• Written exercise: Reproduce the listing below, switching every occurrence of "Target" to "Object" and keeping all other text the same.

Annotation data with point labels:
· · · · ·

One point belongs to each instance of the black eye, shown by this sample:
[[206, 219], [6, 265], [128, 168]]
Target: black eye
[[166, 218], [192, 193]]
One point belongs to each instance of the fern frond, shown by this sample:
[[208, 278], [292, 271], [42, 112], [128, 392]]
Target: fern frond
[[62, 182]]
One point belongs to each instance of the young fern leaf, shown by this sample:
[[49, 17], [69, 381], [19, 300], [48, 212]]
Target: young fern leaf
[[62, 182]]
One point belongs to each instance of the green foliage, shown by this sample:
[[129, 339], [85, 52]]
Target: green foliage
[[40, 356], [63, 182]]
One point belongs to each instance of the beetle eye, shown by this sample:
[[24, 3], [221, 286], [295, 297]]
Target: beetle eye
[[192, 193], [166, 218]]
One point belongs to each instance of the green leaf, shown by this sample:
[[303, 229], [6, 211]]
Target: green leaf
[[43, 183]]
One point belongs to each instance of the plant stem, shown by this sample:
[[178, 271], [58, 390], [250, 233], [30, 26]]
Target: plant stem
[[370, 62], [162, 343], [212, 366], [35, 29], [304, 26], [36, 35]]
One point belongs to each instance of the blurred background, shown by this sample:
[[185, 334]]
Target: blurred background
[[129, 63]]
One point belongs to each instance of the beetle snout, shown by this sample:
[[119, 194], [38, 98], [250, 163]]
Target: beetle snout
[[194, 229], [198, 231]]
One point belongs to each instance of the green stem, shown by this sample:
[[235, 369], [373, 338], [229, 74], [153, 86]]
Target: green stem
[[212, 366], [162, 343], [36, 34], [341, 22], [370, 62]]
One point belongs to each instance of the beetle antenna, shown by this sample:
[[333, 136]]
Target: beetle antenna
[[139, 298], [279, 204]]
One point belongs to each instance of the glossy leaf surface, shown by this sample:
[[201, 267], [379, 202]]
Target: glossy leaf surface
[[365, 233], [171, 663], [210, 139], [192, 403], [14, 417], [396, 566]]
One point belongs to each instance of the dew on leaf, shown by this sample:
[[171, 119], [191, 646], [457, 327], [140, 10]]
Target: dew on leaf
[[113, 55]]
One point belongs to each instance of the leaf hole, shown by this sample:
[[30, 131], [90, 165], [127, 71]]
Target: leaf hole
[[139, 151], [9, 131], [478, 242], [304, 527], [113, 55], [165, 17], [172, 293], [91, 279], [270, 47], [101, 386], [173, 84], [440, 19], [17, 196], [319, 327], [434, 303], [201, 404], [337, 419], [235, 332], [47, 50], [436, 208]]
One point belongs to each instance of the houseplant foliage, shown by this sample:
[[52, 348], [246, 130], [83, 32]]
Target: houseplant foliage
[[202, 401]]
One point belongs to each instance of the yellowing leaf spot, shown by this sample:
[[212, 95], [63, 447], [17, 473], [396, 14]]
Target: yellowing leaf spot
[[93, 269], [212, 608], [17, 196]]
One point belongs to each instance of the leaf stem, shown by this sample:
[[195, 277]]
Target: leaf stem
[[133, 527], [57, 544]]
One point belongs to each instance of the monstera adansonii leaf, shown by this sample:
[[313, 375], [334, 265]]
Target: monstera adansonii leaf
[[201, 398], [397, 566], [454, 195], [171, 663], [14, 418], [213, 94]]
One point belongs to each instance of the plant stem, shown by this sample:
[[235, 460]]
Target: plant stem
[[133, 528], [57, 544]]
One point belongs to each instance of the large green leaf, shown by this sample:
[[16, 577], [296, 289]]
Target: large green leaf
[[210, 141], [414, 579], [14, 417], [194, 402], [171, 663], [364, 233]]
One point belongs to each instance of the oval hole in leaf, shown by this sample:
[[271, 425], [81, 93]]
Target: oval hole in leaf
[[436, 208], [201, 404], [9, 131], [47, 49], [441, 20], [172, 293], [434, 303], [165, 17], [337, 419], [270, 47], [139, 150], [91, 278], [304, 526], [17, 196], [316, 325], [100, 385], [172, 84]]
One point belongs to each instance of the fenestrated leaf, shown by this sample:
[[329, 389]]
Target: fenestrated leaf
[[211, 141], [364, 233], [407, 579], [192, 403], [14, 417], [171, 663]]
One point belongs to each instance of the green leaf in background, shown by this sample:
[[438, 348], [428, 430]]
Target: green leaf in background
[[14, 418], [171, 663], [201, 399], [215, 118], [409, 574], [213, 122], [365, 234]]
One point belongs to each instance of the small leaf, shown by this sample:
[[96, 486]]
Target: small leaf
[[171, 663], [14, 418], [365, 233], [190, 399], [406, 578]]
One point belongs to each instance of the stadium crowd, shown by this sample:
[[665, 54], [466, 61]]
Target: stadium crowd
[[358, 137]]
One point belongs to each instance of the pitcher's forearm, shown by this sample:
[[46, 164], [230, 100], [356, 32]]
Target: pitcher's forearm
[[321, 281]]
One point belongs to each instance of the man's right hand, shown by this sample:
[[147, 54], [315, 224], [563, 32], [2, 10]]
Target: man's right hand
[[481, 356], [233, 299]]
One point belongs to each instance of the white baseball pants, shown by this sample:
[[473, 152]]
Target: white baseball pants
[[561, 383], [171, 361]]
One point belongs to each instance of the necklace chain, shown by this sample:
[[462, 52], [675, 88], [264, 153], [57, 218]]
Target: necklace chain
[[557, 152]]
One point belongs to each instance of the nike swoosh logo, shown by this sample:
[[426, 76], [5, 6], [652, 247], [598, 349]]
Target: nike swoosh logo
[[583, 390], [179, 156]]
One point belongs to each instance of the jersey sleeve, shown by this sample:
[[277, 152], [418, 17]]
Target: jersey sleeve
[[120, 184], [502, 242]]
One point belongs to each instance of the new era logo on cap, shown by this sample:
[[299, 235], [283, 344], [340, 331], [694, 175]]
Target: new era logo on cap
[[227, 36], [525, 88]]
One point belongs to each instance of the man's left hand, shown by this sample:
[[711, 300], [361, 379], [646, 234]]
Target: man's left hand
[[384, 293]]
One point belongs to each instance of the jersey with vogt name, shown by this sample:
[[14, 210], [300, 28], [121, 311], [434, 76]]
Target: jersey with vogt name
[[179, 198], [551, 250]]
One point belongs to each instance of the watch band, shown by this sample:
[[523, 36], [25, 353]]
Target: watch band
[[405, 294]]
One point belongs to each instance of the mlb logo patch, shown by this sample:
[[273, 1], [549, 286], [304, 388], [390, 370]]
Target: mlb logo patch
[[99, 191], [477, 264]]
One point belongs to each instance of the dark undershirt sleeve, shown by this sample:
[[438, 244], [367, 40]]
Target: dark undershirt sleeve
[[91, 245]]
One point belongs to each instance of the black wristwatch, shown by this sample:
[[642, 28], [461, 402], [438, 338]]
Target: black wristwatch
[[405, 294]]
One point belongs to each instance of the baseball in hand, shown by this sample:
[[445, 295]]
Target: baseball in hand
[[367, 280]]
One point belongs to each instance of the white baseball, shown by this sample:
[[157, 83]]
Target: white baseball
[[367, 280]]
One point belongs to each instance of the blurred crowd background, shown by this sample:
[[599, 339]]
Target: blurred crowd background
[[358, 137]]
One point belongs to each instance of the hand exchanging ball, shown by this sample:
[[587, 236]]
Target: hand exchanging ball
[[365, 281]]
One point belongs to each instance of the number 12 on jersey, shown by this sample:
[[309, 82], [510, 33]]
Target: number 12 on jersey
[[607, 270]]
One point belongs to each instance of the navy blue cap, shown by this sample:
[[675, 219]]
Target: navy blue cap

· · · · ·

• Response to the exercise:
One point belongs to each instance of the black eye, shown by this sample:
[[206, 219], [6, 265], [128, 168]]
Object: black eye
[[166, 218], [192, 193]]
One point belongs to each instance of the fern frond, shown by this sample:
[[208, 278], [292, 271], [42, 112], [128, 392]]
Object: fern frond
[[62, 182]]
One point belongs to each instance of the young fern leaf, shown by this sample:
[[49, 17], [69, 381], [19, 300], [48, 212]]
Object: young fern leaf
[[62, 182]]
One point belongs to each instance of the green foliage, shown by this sample:
[[129, 339], [85, 52]]
Object: green foliage
[[40, 356], [63, 182]]
One point belongs to each instance of the beetle eye, shown by this sample:
[[24, 3], [221, 286], [295, 297]]
Object: beetle eye
[[192, 193], [166, 218]]
One point belongs to each instance of the green leaf, shown by this sample:
[[303, 229], [6, 211]]
Object: green leaf
[[43, 183]]
One point belongs to each instance of the plant stem, shown by this sample:
[[178, 271], [58, 390], [250, 233], [30, 26]]
Object: plant stem
[[370, 62], [162, 343], [212, 366], [35, 29], [304, 26], [36, 35]]
One point belongs to each instance of the blurred background, shown by this sample:
[[185, 334]]
Object: blurred background
[[129, 63]]
One point belongs to each instance of the beetle snout, shown by this sample:
[[119, 194], [38, 98], [250, 163]]
Object: beetle snout
[[194, 229], [198, 231]]
One point belongs to each instance of the green stem, shown by this sample:
[[235, 369], [373, 338], [229, 74], [153, 86]]
Object: green stem
[[212, 366], [162, 343], [36, 34], [341, 22], [370, 62]]
One point belongs to each instance of the beetle antenna, shown by this sample:
[[333, 136]]
Object: beetle antenna
[[139, 298], [279, 204]]
One point belongs to each instance of the glossy leaf surface, shown by this sample:
[[201, 267], [379, 202]]
Object: glossy leaf surface
[[365, 233], [171, 663], [210, 139], [192, 403], [14, 417], [396, 566]]
One point belongs to each instance of the dew on leaf, shown by this sample:
[[171, 119], [191, 646], [457, 327], [140, 10]]
Object: dew on leaf
[[113, 55]]
One point belongs to each instance of the leaf hole, shown by this sample:
[[30, 131], [90, 165], [127, 71]]
Object: leaf hole
[[139, 151], [9, 131], [478, 242], [304, 527], [113, 55], [165, 17], [172, 293], [91, 279], [270, 47], [101, 386], [173, 84], [440, 19], [17, 196], [319, 327], [434, 303], [201, 404], [337, 419], [235, 332], [47, 50], [436, 208]]
One point belongs to each instance of the houseplant foliage, shown by this sample:
[[52, 348], [246, 130], [83, 32]]
Object: houseplant foliage
[[202, 401]]
One point belongs to each instance of the yellowing leaf spot, shown by this sample:
[[212, 95], [63, 447], [17, 473], [396, 14]]
Object: yellowing leaf spot
[[93, 269], [212, 608], [17, 196]]
One point belongs to each instance of the leaf stem, shown by this sample:
[[195, 277]]
Object: leaf stem
[[133, 527], [57, 544]]
One point belongs to each instance of the monstera adansonii leaf, shown by this sample:
[[313, 375], [334, 265]]
Object: monstera adansonii leaf
[[201, 398], [397, 566], [454, 195], [171, 663], [14, 418], [213, 94]]
One point belongs to each instance of the plant stem, shown by this sample:
[[235, 460]]
Object: plant stem
[[133, 528], [57, 544]]
One point belongs to each instance of the large green leaf, shown by this sample:
[[16, 577], [296, 289]]
Object: large green leaf
[[210, 141], [414, 579], [14, 417], [194, 402], [171, 663], [364, 233]]
One point belongs to each instance of the oval hole in leaf, shown by this sample:
[[271, 425], [81, 93]]
Object: oval hole in leaf
[[436, 208], [201, 404], [9, 131], [47, 49], [441, 20], [172, 293], [434, 303], [165, 17], [337, 419], [270, 47], [139, 150], [91, 278], [304, 526], [17, 196], [316, 325], [100, 385], [172, 84]]
One point belongs to each instance of the fenestrated leaf, shown by this sample:
[[329, 389]]
Object: fenestrated leaf
[[211, 141], [364, 233], [407, 579], [192, 403], [14, 417], [171, 663]]
One point belongs to each instance of the green leaf in background, shown by this sample:
[[438, 348], [428, 430]]
Object: green leaf in background
[[14, 418], [171, 663], [201, 399], [215, 118], [409, 574], [213, 122], [365, 234]]
One point belongs to each instance of the small leaf, shown by this sample:
[[96, 486]]
Object: small leaf
[[171, 663], [14, 418], [365, 233], [190, 399], [406, 578]]
One point belongs to each instance of the stadium crowd, shown by this sample:
[[665, 54], [466, 61]]
Object: stadium crowd
[[358, 137]]
One point belongs to each instance of the pitcher's forearm, shown by this sample:
[[46, 164], [230, 100], [356, 32]]
Object: pitcher's forearm
[[321, 281]]
One point belongs to each instance of the man's right hand, shown by this sample:
[[147, 54], [315, 224], [563, 32], [2, 10]]
Object: man's right hand
[[481, 356], [233, 299]]
One point belongs to each instance of the white baseball pants, shown by this sample:
[[473, 152]]
Object: white baseball pants
[[561, 383], [171, 361]]
One point belongs to each instance of the necklace chain, shown by this sample:
[[462, 52], [675, 88], [264, 153], [57, 218]]
Object: necklace chain
[[557, 152]]
One point belongs to each instance of the nike swoosh logo, shown by this sample:
[[426, 76], [5, 6], [652, 247], [598, 349]]
Object: nike swoosh logo
[[583, 390], [179, 156]]
One point belongs to each instance of the jersey sleeve, shown by this sample:
[[277, 152], [418, 17]]
Object: jersey sleeve
[[120, 184], [502, 242]]
One point belongs to each instance of the new era logo on cap, shown by this sample:
[[299, 235], [283, 344], [340, 331], [694, 175]]
Object: new era logo on cap
[[227, 36], [525, 88]]
One point belongs to each instance of the man's left hand, shown by this sample:
[[711, 300], [361, 379], [646, 234]]
Object: man's left hand
[[384, 293]]
One point belongs to each instance of the jersey with vogt name, shown by this sample:
[[14, 210], [300, 28], [121, 311], [434, 76]]
Object: jersey with vogt name
[[179, 198], [551, 250]]
One point belongs to each instance of the watch band, shown by this sample:
[[523, 36], [25, 353]]
Object: watch band
[[405, 294]]
One point belongs to each instance of the mlb logo patch, shown by this sample:
[[273, 1], [549, 286], [304, 388], [390, 370]]
Object: mlb logo patch
[[99, 191], [477, 264]]
One point belongs to each instance of the dark undershirt sleeve, shown by this sample:
[[438, 244], [367, 40]]
Object: dark undershirt sleeve
[[91, 245]]
One point belongs to each instance of the black wristwatch, shown by this sample:
[[642, 28], [461, 402], [438, 338]]
Object: black wristwatch
[[405, 294]]
One point belongs to each instance of the baseball in hand, shown by this sample:
[[445, 295]]
Object: baseball in hand
[[367, 280]]
One point belongs to each instance of the white baseball, shown by this sample:
[[157, 83]]
Object: white baseball
[[367, 280]]
One point belongs to each instance of the blurred crowd background, shown by this sample:
[[599, 339]]
Object: blurred crowd background
[[358, 137]]
One point belongs to each instance of the hand exchanging ball, shown by this sample:
[[587, 236]]
Object: hand exchanging ball
[[365, 281]]
One point belongs to each instance of the number 12 on jersey, shown by this sample:
[[309, 82], [510, 33]]
Object: number 12 on jersey
[[607, 270]]
One point belongs to each instance of the navy blue cap, shown by this sample:
[[675, 219]]
Object: navy blue cap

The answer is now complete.